----- Data extract -----

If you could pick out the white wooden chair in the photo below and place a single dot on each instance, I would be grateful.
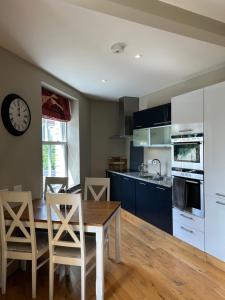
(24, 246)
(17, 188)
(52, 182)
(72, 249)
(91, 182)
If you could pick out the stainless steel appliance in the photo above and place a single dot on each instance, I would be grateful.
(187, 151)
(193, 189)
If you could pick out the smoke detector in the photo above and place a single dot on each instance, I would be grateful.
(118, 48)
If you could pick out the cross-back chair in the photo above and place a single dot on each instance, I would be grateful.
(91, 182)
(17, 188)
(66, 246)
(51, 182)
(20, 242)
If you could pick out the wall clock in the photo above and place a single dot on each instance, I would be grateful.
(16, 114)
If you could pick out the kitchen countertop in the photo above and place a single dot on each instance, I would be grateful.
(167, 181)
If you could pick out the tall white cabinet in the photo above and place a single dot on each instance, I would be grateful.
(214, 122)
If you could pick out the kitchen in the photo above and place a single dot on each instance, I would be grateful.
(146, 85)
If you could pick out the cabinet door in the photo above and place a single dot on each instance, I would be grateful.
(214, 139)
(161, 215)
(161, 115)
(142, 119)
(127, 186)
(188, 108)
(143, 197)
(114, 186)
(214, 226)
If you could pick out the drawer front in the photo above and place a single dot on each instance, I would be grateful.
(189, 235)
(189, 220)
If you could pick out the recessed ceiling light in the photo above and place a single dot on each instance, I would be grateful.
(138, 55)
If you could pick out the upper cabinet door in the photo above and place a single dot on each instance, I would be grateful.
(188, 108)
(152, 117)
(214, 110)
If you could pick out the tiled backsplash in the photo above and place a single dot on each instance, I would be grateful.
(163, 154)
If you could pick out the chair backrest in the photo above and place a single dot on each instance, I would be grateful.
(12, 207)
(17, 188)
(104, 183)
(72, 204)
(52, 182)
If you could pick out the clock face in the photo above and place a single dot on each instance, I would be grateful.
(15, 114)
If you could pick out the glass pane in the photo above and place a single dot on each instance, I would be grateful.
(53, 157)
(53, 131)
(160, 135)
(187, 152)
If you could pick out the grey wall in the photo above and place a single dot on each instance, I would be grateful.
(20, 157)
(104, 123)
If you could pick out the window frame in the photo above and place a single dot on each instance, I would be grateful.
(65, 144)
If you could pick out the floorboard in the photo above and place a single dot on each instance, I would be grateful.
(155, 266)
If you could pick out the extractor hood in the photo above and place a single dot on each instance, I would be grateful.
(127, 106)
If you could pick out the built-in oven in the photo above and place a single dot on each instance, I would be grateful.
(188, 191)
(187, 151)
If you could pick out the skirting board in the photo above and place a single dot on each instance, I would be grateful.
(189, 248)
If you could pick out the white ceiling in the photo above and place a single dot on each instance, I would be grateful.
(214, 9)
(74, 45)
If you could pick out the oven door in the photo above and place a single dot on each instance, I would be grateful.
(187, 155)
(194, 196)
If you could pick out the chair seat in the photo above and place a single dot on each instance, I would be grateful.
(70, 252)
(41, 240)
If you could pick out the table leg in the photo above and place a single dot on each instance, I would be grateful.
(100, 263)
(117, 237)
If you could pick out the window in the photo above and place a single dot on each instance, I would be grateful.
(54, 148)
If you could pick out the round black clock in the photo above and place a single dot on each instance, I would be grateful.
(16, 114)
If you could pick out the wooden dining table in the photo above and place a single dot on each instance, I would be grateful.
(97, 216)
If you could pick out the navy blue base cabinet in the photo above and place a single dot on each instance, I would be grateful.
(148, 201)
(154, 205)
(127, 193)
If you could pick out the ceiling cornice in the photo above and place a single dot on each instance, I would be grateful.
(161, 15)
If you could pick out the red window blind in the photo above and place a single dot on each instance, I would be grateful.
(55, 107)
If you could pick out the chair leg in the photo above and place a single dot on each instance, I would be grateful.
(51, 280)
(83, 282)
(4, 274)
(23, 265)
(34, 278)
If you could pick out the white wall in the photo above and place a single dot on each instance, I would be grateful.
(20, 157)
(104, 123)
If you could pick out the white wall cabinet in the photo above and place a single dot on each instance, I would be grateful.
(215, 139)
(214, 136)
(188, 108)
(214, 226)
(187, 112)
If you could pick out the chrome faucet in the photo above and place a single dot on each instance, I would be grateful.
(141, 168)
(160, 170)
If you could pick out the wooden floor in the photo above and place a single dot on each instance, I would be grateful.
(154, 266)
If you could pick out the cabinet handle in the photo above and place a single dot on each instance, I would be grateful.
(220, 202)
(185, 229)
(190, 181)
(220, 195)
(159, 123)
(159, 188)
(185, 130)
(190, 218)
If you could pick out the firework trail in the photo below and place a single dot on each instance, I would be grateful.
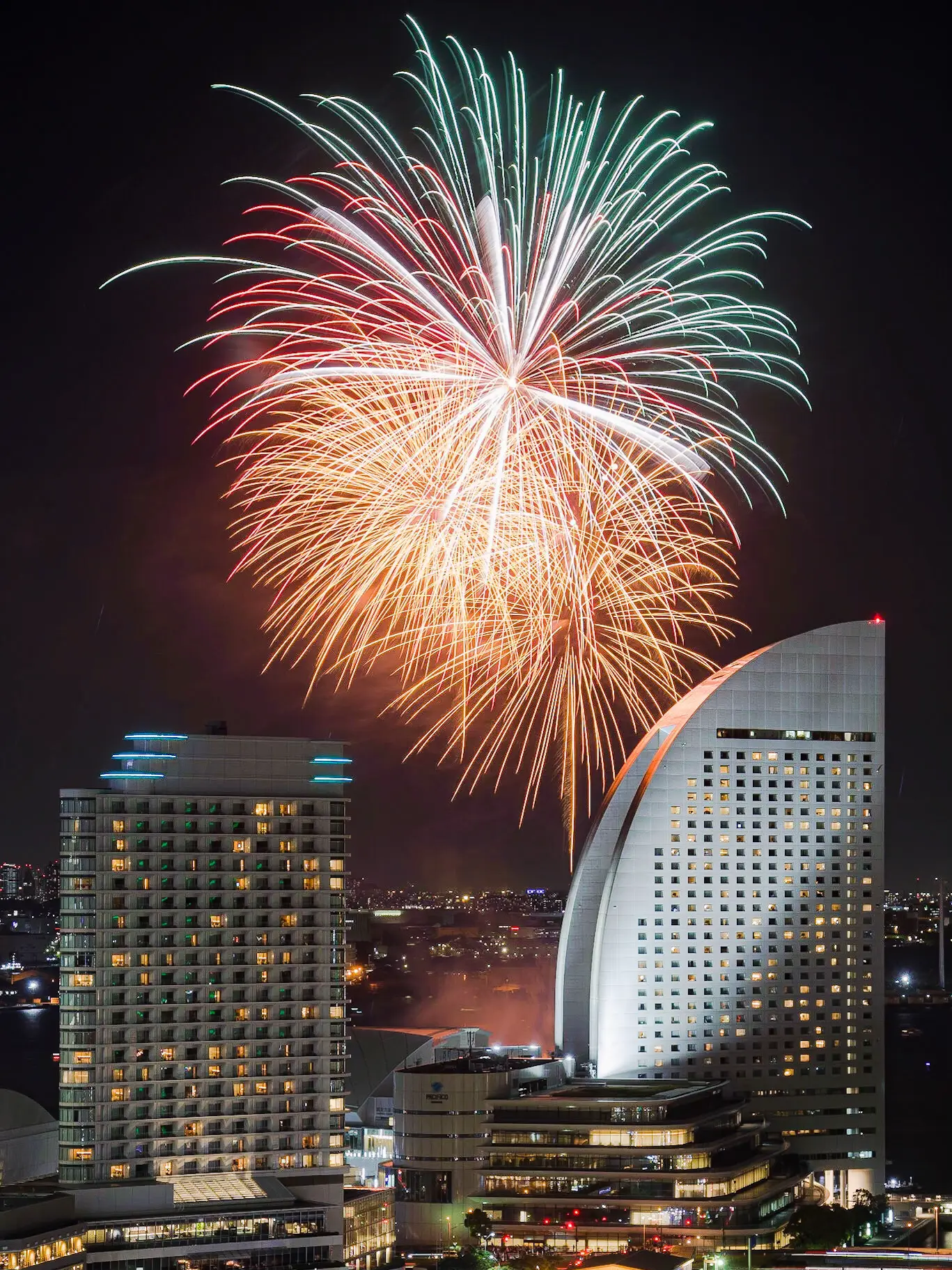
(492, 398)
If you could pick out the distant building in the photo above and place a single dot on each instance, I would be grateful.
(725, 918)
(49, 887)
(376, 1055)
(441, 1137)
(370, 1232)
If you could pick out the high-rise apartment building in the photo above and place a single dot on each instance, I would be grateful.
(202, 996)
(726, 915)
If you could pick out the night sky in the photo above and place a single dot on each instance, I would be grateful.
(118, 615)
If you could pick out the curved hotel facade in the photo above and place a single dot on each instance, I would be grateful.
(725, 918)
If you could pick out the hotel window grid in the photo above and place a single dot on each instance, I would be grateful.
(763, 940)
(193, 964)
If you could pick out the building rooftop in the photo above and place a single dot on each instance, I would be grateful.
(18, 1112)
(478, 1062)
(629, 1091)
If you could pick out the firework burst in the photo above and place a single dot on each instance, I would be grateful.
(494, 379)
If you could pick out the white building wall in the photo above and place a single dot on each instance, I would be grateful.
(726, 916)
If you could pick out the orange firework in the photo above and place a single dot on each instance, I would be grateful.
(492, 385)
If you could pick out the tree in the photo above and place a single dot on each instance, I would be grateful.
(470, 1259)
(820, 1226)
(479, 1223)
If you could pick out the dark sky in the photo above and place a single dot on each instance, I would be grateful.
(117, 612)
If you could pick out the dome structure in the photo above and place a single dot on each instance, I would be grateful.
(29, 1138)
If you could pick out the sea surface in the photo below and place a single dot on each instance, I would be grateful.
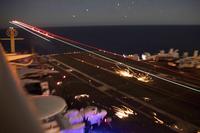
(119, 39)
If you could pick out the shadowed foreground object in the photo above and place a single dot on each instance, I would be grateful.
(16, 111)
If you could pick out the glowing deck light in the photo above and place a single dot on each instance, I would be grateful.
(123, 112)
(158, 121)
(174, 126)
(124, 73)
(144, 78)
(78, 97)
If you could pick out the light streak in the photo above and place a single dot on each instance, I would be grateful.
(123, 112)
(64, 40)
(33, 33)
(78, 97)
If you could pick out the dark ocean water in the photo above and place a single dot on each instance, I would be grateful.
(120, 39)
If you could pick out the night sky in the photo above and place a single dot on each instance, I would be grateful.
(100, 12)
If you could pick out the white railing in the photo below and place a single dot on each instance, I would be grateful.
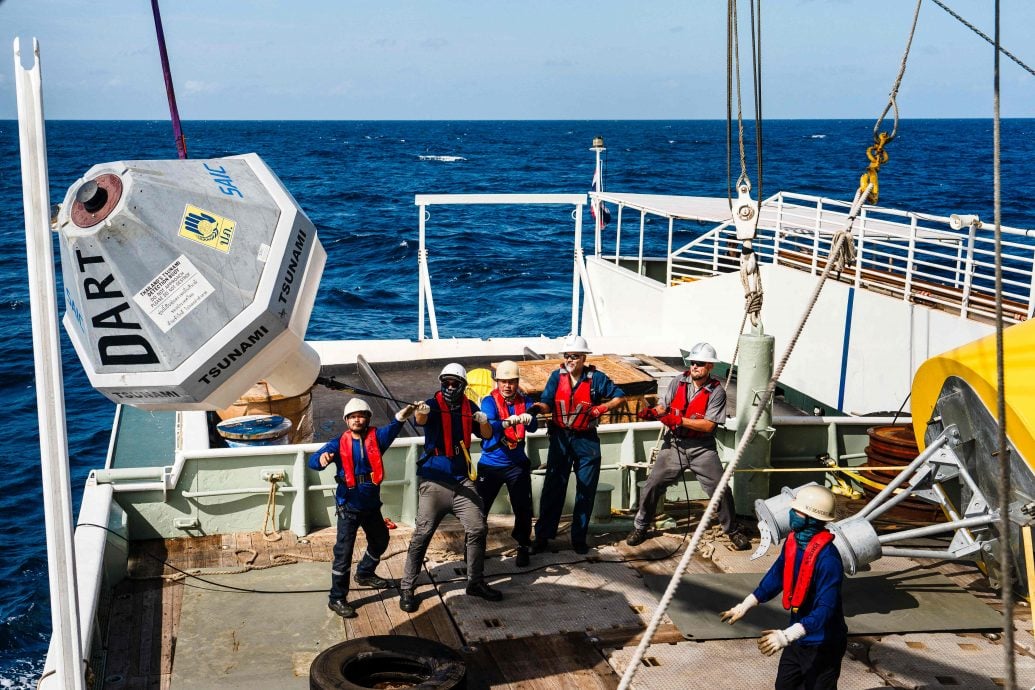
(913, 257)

-----

- **Given request**:
Output as a numbered list the part of the material that opens with the line containing "If you could pick out the dome" and continues through the end of the material, with both ends included and blank lines left out. Omit the pictures.

- **Output**:
1. If you could pick out the dome structure in the photo above and place a single dot on each instance, I would be grateful.
2. (29, 1138)
3. If you could pick out the sea surface in the photo below and place a single dot on each instance, I would be grateful.
4. (119, 39)
5. If you could pick out the shadowed foreground object in the photo above and place a single dot on each instance, I would be grateful.
6. (16, 111)
7. If you could pick out the glowing deck light in the photo above and place a single dot on each instance, I would be grateful.
8. (123, 112)
9. (158, 121)
10. (174, 126)
11. (124, 73)
12. (144, 78)
13. (78, 97)
14. If you could pick out the light streak in the photo above and place a single dot on each instance, I would be grateful.
15. (123, 112)
16. (64, 40)
17. (33, 33)
18. (78, 97)
19. If you could pick out the dark ocean water in the photo above and place a single dot on each instance, I would be grateful.
20. (120, 39)
21. If you could pick out the night sky in the photo above and place a single dot on each instance, I would be grateful.
22. (100, 12)
23. If you could pick out the white railing in the photo below and place a single dot on each instance, I would be grateful.
24. (913, 257)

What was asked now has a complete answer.